- [INSTRUCTIONS TO FOLLOW]: Look through the entries below. Report each line that has the word "wall" in it.

- [RECORDS TO USE]:

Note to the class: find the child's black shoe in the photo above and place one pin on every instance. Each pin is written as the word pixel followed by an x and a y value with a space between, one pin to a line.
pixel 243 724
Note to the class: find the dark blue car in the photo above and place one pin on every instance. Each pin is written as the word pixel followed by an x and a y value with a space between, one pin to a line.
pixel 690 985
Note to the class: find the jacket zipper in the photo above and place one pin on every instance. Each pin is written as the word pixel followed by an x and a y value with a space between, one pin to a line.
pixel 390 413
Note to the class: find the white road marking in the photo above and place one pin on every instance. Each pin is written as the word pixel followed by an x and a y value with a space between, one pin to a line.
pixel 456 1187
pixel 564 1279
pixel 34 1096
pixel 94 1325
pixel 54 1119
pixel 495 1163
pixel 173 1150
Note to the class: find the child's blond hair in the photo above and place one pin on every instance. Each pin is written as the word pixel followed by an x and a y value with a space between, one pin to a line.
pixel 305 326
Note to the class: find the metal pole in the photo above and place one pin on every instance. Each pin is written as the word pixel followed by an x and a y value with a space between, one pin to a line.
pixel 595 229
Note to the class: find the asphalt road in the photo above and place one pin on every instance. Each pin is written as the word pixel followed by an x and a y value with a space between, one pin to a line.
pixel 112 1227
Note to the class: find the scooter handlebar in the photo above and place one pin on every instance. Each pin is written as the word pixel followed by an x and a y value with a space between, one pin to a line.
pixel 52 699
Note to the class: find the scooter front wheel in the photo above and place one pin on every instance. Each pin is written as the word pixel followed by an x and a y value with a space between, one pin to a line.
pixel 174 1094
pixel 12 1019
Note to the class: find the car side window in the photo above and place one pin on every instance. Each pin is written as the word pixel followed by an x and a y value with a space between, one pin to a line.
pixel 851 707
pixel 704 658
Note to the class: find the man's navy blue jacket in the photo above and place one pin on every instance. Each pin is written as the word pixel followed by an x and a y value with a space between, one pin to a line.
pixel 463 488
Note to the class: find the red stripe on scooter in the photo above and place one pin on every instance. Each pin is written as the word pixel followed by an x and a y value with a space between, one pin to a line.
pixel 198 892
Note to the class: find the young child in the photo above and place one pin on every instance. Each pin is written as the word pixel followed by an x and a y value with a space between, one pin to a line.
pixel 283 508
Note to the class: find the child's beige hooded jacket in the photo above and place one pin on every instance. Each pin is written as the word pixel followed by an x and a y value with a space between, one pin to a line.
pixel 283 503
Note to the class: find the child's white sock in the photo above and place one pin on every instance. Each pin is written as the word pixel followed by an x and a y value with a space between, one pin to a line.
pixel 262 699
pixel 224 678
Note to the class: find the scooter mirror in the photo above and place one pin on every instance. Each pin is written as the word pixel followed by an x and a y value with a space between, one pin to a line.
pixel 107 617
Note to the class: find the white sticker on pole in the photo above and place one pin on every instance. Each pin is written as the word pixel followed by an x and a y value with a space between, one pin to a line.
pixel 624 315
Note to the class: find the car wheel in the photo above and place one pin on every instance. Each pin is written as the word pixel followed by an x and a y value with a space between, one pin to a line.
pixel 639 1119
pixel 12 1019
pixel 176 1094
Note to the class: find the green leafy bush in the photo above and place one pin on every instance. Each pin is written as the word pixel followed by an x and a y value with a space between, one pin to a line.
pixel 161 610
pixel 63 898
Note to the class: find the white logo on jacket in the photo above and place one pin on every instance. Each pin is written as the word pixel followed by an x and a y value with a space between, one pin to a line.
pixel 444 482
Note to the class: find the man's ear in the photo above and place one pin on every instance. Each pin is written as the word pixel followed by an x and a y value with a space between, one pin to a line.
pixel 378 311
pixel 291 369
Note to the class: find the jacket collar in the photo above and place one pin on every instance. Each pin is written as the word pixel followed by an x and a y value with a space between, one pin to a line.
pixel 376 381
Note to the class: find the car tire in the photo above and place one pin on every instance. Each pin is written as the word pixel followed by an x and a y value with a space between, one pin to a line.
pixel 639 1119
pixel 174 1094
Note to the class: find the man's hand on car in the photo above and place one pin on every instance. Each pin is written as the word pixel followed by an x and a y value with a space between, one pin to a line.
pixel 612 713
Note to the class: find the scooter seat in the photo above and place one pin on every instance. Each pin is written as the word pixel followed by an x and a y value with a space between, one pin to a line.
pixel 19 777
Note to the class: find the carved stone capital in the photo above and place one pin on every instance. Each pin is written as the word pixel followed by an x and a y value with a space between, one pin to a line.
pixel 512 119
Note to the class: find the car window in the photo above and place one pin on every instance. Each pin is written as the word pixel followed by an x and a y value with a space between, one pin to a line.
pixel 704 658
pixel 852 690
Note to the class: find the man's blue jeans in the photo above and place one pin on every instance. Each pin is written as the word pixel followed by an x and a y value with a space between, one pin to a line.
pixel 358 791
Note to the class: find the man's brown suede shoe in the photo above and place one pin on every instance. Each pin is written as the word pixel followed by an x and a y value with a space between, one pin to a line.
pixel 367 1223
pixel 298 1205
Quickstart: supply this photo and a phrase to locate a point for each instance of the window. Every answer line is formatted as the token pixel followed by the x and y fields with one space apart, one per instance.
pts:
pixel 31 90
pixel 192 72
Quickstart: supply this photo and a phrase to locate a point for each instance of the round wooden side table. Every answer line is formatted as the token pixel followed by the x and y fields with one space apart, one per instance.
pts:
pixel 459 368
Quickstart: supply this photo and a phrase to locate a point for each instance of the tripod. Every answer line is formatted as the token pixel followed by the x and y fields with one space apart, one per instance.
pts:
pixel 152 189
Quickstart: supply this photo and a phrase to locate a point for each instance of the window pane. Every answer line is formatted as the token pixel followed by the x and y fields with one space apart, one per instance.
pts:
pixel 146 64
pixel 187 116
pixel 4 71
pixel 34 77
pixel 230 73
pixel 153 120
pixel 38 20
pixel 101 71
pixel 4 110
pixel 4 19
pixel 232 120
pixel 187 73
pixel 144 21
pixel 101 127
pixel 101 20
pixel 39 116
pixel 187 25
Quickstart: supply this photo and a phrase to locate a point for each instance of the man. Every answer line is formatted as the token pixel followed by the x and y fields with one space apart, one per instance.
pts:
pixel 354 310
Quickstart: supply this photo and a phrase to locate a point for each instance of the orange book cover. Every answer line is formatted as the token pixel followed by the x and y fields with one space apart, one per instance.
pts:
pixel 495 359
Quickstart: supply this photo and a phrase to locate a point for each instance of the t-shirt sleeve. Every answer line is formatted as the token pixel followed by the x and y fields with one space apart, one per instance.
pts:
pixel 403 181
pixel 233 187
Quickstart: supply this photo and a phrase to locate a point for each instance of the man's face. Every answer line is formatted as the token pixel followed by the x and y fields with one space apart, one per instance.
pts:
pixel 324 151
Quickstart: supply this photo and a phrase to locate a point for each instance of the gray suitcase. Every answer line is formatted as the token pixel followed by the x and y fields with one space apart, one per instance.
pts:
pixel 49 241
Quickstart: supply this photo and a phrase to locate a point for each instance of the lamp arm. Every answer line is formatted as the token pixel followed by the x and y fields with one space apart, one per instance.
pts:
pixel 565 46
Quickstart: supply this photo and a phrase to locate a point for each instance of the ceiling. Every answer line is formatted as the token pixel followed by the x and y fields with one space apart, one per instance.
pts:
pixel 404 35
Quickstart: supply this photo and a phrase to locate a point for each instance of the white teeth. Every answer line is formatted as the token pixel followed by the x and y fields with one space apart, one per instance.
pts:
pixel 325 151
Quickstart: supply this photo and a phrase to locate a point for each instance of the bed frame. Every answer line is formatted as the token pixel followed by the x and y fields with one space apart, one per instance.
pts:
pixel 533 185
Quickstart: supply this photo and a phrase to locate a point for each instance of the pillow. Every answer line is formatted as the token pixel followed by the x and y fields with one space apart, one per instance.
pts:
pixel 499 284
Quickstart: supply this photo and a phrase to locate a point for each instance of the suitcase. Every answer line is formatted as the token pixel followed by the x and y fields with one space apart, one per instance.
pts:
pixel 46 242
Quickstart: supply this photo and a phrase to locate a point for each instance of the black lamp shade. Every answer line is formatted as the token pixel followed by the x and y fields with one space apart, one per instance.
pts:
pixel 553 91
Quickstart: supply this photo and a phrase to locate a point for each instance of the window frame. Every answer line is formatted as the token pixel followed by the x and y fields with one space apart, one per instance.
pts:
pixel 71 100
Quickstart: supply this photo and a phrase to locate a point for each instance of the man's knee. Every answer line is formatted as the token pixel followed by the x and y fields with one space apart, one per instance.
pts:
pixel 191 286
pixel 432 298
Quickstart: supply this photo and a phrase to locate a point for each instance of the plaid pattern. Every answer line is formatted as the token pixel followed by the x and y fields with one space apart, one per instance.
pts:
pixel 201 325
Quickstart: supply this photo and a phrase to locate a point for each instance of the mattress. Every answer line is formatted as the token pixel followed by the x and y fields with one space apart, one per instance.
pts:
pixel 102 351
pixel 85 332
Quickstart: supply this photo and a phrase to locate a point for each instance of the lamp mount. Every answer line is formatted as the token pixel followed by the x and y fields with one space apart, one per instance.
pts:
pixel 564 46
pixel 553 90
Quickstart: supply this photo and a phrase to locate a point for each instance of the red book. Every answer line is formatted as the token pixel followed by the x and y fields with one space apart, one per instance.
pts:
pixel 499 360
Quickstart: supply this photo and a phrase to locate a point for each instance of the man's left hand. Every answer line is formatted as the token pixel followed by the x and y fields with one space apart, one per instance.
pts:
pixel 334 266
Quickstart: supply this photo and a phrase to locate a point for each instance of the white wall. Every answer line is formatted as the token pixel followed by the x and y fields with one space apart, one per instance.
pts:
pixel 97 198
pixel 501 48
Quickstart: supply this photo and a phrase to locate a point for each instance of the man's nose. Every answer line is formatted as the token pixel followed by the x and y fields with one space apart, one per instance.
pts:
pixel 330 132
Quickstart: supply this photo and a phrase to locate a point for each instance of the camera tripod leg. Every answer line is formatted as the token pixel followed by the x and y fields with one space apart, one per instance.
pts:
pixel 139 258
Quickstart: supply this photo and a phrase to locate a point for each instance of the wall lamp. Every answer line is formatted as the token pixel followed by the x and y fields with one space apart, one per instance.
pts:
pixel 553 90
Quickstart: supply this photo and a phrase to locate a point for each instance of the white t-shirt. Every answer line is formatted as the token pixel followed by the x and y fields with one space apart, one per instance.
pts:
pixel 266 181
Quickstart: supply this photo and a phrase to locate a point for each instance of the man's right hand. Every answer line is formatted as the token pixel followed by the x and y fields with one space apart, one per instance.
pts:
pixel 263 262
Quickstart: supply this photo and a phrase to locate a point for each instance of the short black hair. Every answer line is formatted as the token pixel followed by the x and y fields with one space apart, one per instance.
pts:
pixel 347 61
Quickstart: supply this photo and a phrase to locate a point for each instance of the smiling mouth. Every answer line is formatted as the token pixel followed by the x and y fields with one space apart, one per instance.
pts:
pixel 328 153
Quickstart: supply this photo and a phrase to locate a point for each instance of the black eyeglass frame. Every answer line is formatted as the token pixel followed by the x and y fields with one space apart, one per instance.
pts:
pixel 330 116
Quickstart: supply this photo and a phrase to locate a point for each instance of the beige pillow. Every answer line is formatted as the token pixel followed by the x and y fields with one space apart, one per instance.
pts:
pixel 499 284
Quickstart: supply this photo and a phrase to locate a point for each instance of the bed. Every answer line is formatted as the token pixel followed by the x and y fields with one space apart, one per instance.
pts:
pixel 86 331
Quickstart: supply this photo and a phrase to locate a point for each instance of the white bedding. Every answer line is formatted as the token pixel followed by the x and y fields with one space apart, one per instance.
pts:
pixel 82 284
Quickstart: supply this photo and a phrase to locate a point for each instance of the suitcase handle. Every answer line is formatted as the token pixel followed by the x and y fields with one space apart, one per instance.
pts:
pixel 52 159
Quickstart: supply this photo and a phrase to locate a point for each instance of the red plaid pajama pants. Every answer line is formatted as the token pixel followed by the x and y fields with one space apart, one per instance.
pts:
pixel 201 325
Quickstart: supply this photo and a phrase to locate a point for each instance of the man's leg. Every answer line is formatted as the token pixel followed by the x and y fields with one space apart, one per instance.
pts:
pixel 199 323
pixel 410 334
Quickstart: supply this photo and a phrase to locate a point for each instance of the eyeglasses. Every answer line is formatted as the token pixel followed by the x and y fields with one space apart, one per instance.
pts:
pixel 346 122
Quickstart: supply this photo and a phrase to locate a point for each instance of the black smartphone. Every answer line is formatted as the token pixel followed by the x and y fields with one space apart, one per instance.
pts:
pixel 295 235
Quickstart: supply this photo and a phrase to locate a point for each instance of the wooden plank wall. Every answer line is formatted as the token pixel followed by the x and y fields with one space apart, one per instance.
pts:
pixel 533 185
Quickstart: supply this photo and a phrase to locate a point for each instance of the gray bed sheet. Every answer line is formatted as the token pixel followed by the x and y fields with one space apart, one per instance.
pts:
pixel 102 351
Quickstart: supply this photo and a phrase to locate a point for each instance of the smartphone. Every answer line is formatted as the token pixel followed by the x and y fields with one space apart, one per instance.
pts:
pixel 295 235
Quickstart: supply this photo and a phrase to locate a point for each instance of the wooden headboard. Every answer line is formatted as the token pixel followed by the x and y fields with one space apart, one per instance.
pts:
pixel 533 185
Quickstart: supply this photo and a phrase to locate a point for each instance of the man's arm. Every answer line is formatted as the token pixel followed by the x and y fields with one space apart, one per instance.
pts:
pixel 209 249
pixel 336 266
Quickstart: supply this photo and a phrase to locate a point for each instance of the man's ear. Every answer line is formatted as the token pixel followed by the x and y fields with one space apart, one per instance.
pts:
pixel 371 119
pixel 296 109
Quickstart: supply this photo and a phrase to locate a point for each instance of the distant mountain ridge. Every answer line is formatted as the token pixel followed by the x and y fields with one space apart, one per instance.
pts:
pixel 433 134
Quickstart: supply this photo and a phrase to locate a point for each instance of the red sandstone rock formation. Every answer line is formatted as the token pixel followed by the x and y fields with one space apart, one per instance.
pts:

- [ANSWER FOR THE TASK]:
Quickstart: supply this photo and a phrase to locate a point for each instance of the white wall. Every answer line is formatted as the token pixel followed by the x and y fields with one space apart, one per instance.
Quickstart: supply this photo and a phrase to locate a point for each instance of the wall lamp. Every answer line is formatted as the token pixel followed by the x and y fields with one space apart, one per instance.
Quickstart: supply this photo and a phrase to locate a point for each instance of the wooden plank wall. Every answer line is formatted as the token pixel followed by the x and y fields with one space apart, one per instance.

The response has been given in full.